Text under study:
Our third takeaway is that hundreds of people want access to medical cannabis but are denied it because their conditions don’t qualify. Consider Angela Bond, who purchases edible cannabis products for her autistic son, Dalton, 17. When we spoke, Bond showed me a CVS bill for all of Dalton’s medications. Now, with the help of medical cannabis, she has weaned her son off most of those pills. “Since he’s been on the cannabis medication,” Bond told me, “Dalton has had fewer fits. He’s no longer rolling on the floor, ripping his shirt, breaking walls and windows in our house, and he can talk to people. He can look you in the eye and he can even verbalize things.” Now, the problem: Autism is not on the list of qualifying conditions in Illinois; Dalton qualifies for his cannabis card only because he also suffers from seizures.

In Illinois, there are roughly 40 conditions for which cannabis use is legal. Not on the list are depression, anxiety, anorexia and chronic pain — conditions included on the list in many other states, and for which studies exist proving the efficacy of cannabis as a treatment. Post-traumatic stress disorder has just recently been added by Illinois Gov. Bruce Rauner. In the U.S., only 25 states plus the District of Columbia have legalized medical cannabis. This leaves many sick individuals without the access they need.

Data shown:
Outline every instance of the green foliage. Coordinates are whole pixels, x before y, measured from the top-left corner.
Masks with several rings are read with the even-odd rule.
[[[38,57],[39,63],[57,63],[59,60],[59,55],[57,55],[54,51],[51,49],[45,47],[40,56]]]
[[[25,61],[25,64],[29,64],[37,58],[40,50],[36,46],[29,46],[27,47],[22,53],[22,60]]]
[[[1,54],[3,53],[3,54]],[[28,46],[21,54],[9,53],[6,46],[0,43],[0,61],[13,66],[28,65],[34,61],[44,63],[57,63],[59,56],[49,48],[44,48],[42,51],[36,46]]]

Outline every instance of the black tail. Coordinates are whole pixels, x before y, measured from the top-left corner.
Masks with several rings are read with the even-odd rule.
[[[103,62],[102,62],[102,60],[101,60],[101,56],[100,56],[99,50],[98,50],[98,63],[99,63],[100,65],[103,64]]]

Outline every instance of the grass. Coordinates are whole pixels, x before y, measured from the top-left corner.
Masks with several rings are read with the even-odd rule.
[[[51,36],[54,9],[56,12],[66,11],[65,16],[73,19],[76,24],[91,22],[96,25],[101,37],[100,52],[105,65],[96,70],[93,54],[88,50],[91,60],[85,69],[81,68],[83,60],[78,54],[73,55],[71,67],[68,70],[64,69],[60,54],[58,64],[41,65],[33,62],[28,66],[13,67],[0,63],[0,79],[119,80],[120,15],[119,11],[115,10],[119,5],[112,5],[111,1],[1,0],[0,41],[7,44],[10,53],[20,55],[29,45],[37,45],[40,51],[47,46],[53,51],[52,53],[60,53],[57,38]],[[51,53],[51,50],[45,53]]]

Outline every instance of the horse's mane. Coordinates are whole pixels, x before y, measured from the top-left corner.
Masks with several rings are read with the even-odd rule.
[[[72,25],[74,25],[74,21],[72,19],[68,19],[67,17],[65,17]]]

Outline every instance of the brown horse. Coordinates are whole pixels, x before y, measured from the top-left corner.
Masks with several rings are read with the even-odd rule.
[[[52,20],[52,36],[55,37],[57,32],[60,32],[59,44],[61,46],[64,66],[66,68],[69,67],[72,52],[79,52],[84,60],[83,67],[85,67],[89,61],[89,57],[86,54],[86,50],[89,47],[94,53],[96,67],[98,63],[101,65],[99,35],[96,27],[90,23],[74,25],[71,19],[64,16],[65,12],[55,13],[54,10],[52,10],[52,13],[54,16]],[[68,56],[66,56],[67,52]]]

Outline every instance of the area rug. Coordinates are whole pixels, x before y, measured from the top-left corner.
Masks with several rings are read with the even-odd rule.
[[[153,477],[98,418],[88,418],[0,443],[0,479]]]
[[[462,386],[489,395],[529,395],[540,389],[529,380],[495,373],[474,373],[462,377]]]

Work item: Transcribe the passage on medical cannabis in Illinois word for word, starting at "In Illinois, there" and ending at "access they need.".

Written solution:
In Illinois, there are roughly 40 conditions for which cannabis use is legal. Not on the list are depression, anxiety, anorexia and chronic pain — conditions included on the list in many other states, and for which studies exist proving the efficacy of cannabis as a treatment. Post-traumatic stress disorder has just recently been added by Illinois Gov. Bruce Rauner. In the U.S., only 25 states plus the District of Columbia have legalized medical cannabis. This leaves many sick individuals without the access they need.